For the data that follows, print the line with "of the stone", the line with "of the grass", and all lines between them, exactly as they stand. Omit pictures and add nothing.

* **The input**
┏━━
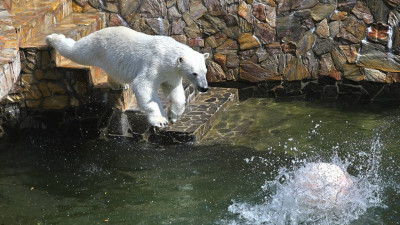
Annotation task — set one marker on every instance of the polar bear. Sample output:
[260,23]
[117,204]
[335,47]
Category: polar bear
[146,62]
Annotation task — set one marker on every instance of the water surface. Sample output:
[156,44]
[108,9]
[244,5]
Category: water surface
[54,181]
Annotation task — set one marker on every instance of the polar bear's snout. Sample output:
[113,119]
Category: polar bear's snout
[201,84]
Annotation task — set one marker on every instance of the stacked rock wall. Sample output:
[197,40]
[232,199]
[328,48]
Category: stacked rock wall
[320,48]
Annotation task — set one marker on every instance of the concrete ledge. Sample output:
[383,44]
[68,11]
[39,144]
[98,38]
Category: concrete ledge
[198,117]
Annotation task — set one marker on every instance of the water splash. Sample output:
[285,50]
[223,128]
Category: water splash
[297,196]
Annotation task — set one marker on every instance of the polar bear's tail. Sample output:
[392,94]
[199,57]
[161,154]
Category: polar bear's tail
[66,47]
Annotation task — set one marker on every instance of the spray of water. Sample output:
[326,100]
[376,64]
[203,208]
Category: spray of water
[318,193]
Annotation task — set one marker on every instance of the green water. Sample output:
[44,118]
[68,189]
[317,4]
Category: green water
[46,181]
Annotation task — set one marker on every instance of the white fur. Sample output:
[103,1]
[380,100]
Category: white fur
[144,61]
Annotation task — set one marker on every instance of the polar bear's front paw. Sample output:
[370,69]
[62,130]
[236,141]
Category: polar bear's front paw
[175,112]
[158,121]
[174,117]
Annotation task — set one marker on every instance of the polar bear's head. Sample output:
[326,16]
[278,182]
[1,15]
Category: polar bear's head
[193,67]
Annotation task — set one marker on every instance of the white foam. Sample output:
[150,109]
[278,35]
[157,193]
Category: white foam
[316,193]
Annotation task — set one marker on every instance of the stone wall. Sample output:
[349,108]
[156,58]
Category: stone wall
[350,45]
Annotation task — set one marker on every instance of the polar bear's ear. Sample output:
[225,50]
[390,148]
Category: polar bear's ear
[180,60]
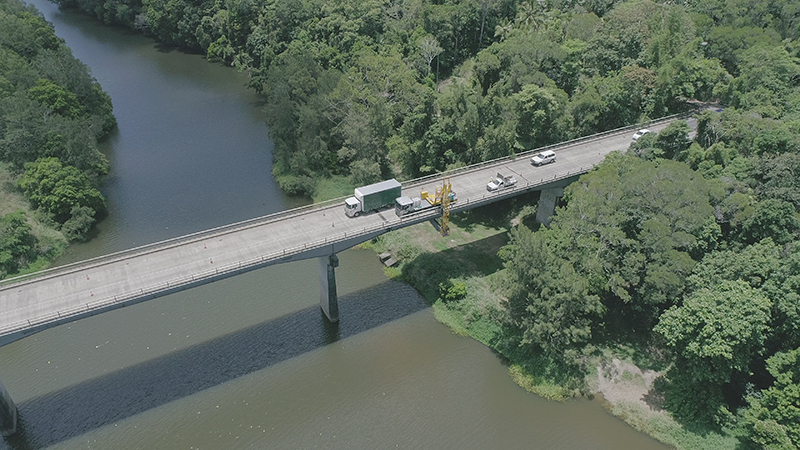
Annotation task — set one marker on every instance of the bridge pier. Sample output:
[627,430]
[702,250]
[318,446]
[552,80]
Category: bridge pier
[8,413]
[328,300]
[547,205]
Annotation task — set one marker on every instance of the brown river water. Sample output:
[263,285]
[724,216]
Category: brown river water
[250,362]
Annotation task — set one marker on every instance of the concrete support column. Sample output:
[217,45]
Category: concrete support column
[8,413]
[547,205]
[327,287]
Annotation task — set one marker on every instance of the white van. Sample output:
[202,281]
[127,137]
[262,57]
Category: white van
[545,157]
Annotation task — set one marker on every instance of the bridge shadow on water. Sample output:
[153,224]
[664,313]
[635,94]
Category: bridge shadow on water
[110,398]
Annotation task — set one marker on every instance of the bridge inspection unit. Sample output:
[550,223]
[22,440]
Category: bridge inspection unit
[52,297]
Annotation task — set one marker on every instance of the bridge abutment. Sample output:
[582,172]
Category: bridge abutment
[328,300]
[547,205]
[8,413]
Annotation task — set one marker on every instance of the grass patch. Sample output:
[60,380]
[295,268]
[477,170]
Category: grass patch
[333,187]
[469,257]
[540,386]
[51,243]
[664,428]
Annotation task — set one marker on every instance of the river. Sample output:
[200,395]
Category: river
[250,362]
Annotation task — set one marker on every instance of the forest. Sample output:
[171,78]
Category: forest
[687,249]
[52,113]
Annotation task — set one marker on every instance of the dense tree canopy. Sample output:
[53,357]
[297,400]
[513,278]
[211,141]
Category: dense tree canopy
[51,110]
[689,242]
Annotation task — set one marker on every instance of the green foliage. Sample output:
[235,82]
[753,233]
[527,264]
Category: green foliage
[56,98]
[772,419]
[550,304]
[49,104]
[17,243]
[716,334]
[63,191]
[452,291]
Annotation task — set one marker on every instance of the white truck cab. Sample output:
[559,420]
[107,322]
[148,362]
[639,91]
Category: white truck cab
[545,157]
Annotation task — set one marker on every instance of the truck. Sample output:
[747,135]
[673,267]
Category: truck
[500,182]
[372,197]
[406,205]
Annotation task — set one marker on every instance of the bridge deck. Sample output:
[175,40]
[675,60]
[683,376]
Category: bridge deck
[70,292]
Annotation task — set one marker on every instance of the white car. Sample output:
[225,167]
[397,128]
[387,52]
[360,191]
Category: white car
[545,157]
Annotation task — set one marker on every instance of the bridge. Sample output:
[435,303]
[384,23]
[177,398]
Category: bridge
[64,294]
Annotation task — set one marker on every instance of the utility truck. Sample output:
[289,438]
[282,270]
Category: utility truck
[500,182]
[372,197]
[407,205]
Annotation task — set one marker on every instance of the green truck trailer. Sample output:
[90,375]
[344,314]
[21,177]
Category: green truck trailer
[373,197]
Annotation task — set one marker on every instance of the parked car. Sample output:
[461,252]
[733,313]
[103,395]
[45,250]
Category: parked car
[501,182]
[640,133]
[545,157]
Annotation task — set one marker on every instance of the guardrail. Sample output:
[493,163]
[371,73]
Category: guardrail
[226,229]
[202,277]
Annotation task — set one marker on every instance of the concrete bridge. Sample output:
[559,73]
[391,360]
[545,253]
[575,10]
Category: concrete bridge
[64,294]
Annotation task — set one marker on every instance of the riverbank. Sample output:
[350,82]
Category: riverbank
[461,277]
[50,242]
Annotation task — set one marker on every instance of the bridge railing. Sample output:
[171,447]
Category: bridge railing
[150,248]
[159,289]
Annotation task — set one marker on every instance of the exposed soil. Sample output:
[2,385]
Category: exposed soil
[622,382]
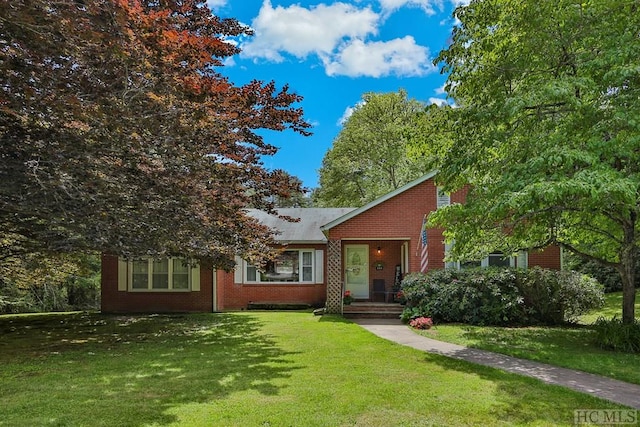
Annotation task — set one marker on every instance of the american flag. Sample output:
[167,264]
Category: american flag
[423,247]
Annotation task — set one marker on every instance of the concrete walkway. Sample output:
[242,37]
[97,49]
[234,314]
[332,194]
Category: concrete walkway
[596,385]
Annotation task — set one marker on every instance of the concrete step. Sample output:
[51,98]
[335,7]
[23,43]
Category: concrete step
[372,310]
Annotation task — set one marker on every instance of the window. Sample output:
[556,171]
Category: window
[167,274]
[292,266]
[443,199]
[495,259]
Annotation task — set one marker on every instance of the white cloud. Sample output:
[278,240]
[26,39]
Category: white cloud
[348,112]
[339,35]
[438,101]
[301,32]
[400,57]
[429,6]
[216,4]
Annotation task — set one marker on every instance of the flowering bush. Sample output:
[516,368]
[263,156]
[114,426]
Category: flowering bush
[421,323]
[347,298]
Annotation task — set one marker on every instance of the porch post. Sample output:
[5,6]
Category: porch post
[334,277]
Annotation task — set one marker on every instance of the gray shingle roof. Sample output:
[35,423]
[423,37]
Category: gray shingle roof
[307,230]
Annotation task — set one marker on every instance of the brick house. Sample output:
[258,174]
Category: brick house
[365,250]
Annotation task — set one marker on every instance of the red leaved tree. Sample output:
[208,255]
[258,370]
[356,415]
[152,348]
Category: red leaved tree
[119,134]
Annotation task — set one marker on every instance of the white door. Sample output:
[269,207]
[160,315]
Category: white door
[357,270]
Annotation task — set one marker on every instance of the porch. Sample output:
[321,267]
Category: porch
[372,310]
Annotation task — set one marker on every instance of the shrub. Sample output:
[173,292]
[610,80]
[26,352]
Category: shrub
[500,296]
[421,323]
[614,335]
[609,277]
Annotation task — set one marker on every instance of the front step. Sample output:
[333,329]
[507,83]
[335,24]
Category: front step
[372,310]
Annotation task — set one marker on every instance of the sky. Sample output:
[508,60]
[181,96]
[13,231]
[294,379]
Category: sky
[331,53]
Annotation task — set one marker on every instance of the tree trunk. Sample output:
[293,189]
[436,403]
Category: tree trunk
[627,272]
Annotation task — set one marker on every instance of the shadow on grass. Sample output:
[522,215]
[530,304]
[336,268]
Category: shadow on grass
[96,369]
[523,400]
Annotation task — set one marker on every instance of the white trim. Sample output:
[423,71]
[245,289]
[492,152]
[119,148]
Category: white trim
[442,199]
[193,276]
[241,277]
[325,228]
[390,239]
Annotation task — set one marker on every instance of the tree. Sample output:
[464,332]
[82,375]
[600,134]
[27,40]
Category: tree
[118,133]
[369,156]
[545,130]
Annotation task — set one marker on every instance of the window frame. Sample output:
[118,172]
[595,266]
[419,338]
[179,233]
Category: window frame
[442,198]
[250,270]
[520,260]
[192,271]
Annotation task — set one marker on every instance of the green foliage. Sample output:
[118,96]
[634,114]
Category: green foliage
[119,134]
[608,276]
[544,130]
[500,296]
[369,157]
[44,282]
[613,334]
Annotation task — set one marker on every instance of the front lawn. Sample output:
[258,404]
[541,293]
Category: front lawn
[570,347]
[251,369]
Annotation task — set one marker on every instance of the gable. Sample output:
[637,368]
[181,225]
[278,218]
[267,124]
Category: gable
[397,215]
[306,229]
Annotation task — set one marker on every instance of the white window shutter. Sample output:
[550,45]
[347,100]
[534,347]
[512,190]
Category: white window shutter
[238,273]
[195,278]
[122,274]
[448,246]
[522,260]
[319,266]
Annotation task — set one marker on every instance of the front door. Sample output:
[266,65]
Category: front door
[357,270]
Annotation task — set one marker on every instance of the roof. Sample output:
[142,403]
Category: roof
[355,212]
[307,230]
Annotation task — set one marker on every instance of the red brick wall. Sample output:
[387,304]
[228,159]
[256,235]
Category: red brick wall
[114,301]
[546,258]
[237,296]
[401,218]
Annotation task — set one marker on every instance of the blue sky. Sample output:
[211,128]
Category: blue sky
[332,52]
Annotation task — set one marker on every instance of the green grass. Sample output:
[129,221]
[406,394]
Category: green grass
[570,347]
[251,369]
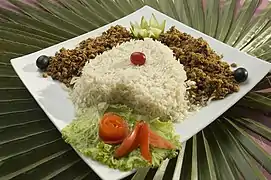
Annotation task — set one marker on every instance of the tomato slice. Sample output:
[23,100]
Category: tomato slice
[113,129]
[144,143]
[130,143]
[159,142]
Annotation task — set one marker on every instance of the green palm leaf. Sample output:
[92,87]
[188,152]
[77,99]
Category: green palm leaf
[223,150]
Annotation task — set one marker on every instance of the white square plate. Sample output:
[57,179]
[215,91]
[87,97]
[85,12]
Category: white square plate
[54,100]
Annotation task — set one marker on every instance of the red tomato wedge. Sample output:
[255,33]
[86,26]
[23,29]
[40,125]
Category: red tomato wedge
[130,143]
[159,142]
[113,129]
[144,142]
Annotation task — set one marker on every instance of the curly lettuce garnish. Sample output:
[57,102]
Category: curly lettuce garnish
[148,30]
[82,134]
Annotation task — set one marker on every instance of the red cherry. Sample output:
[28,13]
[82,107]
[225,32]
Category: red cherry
[138,58]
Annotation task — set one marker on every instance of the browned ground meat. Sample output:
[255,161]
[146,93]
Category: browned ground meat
[213,77]
[68,63]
┗━━
* **Result for this task**
Annotation task — set one marker on every instance of the stone wall. Sample output:
[349,108]
[156,58]
Category: stone wall
[350,45]
Annotation task — set one marker on every instance of the polar bear's ear. Sample output:
[225,50]
[390,148]
Category: polar bear's ear
[180,60]
Annotation task — set one marker on every instance of the bridge pier. Sample output:
[627,430]
[702,250]
[318,446]
[552,80]
Category: bridge pier
[8,413]
[328,300]
[547,205]
Annotation task — set one marker on every instance of the brown river water. Sample output:
[263,285]
[724,216]
Category: brown river water
[250,362]
Annotation task — set one marker on every instance of the concrete support column. Sample output:
[217,45]
Category: concrete support column
[8,413]
[547,205]
[327,287]
Annotation task — set one marker on every instance of the white van. Sample output:
[202,281]
[127,137]
[262,57]
Category: white van
[545,157]
Annotation task — set one marker on every instance of the bridge shadow on water. Sample output:
[153,224]
[664,313]
[635,94]
Category: bridge shadow on water
[110,398]
Annotation task — set one marker on every instance of the bridge inspection unit. Sample output:
[550,223]
[22,440]
Category: bridge inspection unit
[52,297]
Annotation task — set one marker on every instance of the bridge abutment. Sample output:
[582,172]
Category: bridge abutment
[328,300]
[547,205]
[8,413]
Annotation task — set one marker on every instance of the grass patch. Sample output:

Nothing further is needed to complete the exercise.